START SUPPLIED MATERIAL

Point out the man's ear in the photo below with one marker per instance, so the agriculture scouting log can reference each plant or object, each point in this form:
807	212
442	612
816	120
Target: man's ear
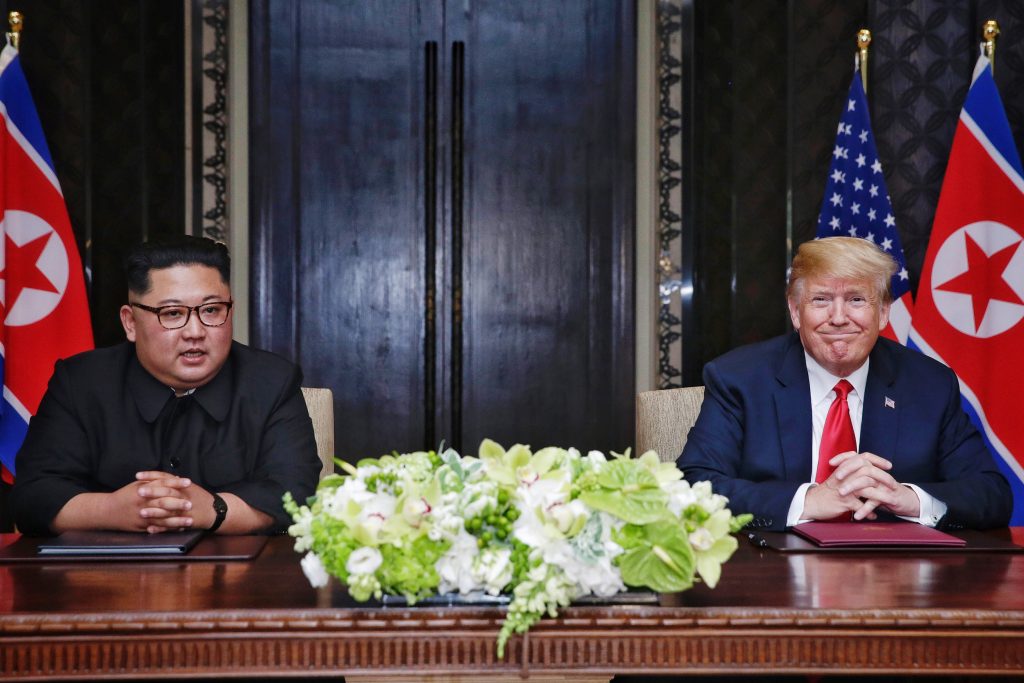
884	315
128	322
794	312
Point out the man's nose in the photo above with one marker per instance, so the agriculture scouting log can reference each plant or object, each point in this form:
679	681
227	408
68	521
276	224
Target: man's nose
194	328
837	311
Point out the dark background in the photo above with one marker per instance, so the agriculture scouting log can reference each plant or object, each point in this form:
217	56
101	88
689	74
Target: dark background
764	83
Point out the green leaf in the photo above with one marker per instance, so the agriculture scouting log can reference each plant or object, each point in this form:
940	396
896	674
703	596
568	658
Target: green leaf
659	559
640	507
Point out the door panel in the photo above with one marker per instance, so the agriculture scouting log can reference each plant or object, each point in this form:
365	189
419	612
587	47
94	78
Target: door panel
545	151
479	285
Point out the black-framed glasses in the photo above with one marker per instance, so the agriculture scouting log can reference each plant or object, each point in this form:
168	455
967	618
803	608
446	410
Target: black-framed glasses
211	313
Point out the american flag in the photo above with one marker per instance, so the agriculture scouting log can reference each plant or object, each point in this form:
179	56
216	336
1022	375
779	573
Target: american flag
856	202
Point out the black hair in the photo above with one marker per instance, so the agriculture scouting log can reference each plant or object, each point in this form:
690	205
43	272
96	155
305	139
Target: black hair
185	250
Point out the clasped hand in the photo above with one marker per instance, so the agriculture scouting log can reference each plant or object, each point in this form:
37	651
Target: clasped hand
165	502
860	484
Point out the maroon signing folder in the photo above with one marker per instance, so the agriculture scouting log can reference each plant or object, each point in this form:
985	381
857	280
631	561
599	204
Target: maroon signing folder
869	535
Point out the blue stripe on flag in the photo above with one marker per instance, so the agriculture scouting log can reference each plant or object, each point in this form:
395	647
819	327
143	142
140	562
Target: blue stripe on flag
12	430
1016	485
985	107
17	99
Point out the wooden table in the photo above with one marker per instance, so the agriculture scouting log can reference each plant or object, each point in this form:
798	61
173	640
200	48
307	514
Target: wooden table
870	612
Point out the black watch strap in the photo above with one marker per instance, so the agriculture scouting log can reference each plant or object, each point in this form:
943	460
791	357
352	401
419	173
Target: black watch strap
220	508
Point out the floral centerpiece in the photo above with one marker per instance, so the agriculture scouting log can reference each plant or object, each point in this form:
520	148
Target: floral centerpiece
544	527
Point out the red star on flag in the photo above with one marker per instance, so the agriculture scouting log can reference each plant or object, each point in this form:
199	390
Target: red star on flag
983	279
30	278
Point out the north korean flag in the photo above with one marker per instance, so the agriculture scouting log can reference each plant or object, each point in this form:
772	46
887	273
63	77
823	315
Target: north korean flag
43	306
971	300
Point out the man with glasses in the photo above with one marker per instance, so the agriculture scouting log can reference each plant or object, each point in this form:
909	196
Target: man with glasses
177	428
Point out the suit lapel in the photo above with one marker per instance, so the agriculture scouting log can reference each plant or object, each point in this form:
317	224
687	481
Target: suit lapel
793	412
880	421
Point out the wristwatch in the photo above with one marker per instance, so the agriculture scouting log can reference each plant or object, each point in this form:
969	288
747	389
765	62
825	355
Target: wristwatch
220	508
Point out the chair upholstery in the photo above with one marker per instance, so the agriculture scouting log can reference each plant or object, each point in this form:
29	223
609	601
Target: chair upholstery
320	402
665	418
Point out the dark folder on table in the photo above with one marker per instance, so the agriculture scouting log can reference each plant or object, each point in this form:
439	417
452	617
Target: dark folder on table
873	535
114	543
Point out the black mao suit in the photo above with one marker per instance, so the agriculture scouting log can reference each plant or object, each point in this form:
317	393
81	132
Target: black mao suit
103	418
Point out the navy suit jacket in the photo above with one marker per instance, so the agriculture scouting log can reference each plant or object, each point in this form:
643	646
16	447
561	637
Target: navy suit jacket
753	439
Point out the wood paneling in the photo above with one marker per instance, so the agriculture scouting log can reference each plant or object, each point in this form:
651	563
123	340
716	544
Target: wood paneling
477	285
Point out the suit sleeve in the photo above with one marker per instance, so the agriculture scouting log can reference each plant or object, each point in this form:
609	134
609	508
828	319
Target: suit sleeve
968	479
54	463
716	452
287	459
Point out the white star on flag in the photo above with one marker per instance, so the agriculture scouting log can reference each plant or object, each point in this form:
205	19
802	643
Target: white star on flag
856	209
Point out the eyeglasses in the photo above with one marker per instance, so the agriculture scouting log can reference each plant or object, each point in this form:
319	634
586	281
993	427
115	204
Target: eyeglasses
211	313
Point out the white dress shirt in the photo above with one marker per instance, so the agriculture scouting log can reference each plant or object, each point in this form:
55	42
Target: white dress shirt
822	385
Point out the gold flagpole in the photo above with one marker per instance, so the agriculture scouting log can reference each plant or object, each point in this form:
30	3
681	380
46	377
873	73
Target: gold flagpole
14	35
990	32
863	41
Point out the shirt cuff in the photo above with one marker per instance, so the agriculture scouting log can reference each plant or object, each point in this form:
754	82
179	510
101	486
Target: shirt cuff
797	506
932	509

END SUPPLIED MATERIAL

_YOUR TASK_.
I'd like the records above given again exactly, please, without the pictures.

_RESPONSE TO THIS EXERCISE_.
Point out the man's ear in the photo below with one marker per instance, so the agriculture scouting log can reference each plant or object, each point in this form:
807	212
442	612
816	120
Target: man's ear
884	315
128	322
794	312
Point out the man's nose in the photo above with one marker per instance, so the agriculture scouting log can reference each plant or object, each point in this form:
679	681
227	408
68	521
276	224
Target: man's nose
194	328
837	311
Point out the dark background in the photo above with one marker per instance, so the agriculture scouting log can reference each plant or object, each point in this form:
217	56
101	88
689	74
Target: dark background
764	83
Point out the green leaf in the photo above with one marker per instance, so the agriculture scouting log can reference each plant or object, each point in this form:
940	396
896	674
703	596
568	658
Target: green leaf
659	559
640	507
Point out the door panel in the photo above with one marker per instance, so the agriculture scouting log can reference each plant or object, each point in this form:
365	189
419	612
587	47
94	78
Target: door panel
545	151
479	285
Point out the black-framed glasses in the photo above with one marker per instance, so the agriculture scouting log can reference each plant or object, each point in this form:
168	455
967	618
803	608
446	410
Target: black-framed glasses
211	313
Point out the american flag in the photo above with one marker per instance, so the agriculture scouting log can reference each plant or object, each point in this form:
179	56
216	336
1022	375
779	573
Target: american flag
856	202
Point out the black hair in the photo above with one marker per instance, so the agriculture scouting log can reference each plant or object, each point in this form:
690	205
43	272
96	155
305	139
Target: black hair
185	250
Point out the clasped hand in the photo above with one marker per instance, so the agriculture scouting log can reference each plant or object, each point in this form:
37	651
Target: clasped hand
165	502
860	484
Point out the maroon signing folder in the photo above with one marker per instance, so the agriculture scouting log can reference each plant or object, each point in this form:
985	381
857	280
631	561
599	204
Target: maroon signing folder
869	535
Point out the blue stripe on flag in the photo above with one marker per instance, so the agriculture scouting log can reference each plant or object, each point in this form:
395	647
819	327
143	142
140	562
Target: blue stripe on flag
12	430
1016	485
985	107
17	99
Point out the wooden table in the photo above with one marker per instance, so the agriculture scouting log can reference each plant or object, each point in this form:
798	61
173	640
200	48
307	514
Target: wooden table
870	612
Point out the black watch strap in the photo above with one marker per instance, so the agriculture scouting log can reference each plant or object, each point in this form:
943	460
791	357
352	401
419	173
Target: black watch strap
220	508
Point out the floral centerpiece in the photo above with one marker per instance, so the agriculture scouting log can reference each plant or object, each point in this form:
520	148
Target: floral centerpiece
544	527
Point out the red star on flag in the photo above with one marker per instance, so the agriculture scouting log can reference each plant or object, each point in this form:
199	390
Target: red star on flag
983	279
30	278
Point out the north korean flag in the photo above with one marker per instance, so the agriculture scouting log can reference each plant or object, each point in this form:
772	46
887	273
63	77
823	315
Target: north korean flag
43	306
971	300
Point out the man with glasses in the photo above with one marker per instance, so the agriculture scouting log can reference each plant or object, each point in this form:
909	196
Target: man with glasses
177	428
Point out the suit lapel in the photo above with one marker per instance, so the agriculture scouting log can reference each plant or object, each point in this form:
317	224
687	481
Target: suit lapel
793	412
880	421
Point out the wristwatch in the photo above with one marker per instance, so the agriculture scouting log can reference each plant or object, each point in this form:
969	288
747	389
765	62
825	355
Target: wristwatch
220	508
Point out the chair upholstery in the photo above with one marker per instance, so the agriculture scouting log can reference each plant or object, each point in this form:
29	223
609	601
Target: chair upholstery
320	402
665	418
Point out the dark folder on table in the photo above with one marker per instance, so the agriculture scouting log can reference each plant or object, each point in this form:
439	417
452	617
Target: dark folder on table
873	535
114	543
Point out the black mao suit in the photo above with one marker per instance, so the agriculture scouting log can reference each plant or object, each point in this form:
317	393
81	132
Target: black mao suit
103	418
Point out the navy suit jacket in the photo above with one marker per instance, so the agriculture scouting log can reference each plant or object, each point in this form:
643	646
16	447
561	637
Target: navy suit jacket
753	439
Point out the wood paneling in the photo above with one marker per instance, so the agriculture scouting log can reference each plant or object, each point in this form:
651	563
123	340
716	544
Target: wood paneling
477	285
Point out the suit sleeve in the photo above with one marker per instance, so the agriculture scouting log can reference each plant or object, each point in this form:
609	134
609	508
828	319
Target: suit sleeve
968	479
54	463
716	452
287	459
Point out the white star on flag in the photo above with one marker per instance, so the agriculture scouting log can reference each plant or object, each point in this form:
205	19
802	643
Target: white star on flag
856	209
Point out the eyeglasses in the photo above with one marker per instance, so the agriculture scouting log can reference each plant or object, each point in this form:
319	634
586	281
993	427
115	204
Target: eyeglasses
211	313
Point out the white dress shirt in the photo above with one marker per instance, so the agriculture scouting log can reference each plant or object, each point in this form:
55	42
Target: white dress shirt
822	385
Point out the gold flagpole in the photo above with one marker per instance, so the agriculture scouting log can reference each plant or object, each point in this form:
30	3
681	380
46	377
873	73
Target: gold flagpole
14	35
990	32
863	41
Point out the shirt cuff in the photo above with one marker per instance, so the agriculture scouting log can reference each plant or object, each point in this form:
754	82
179	510
101	486
Target: shirt cuff
797	506
932	509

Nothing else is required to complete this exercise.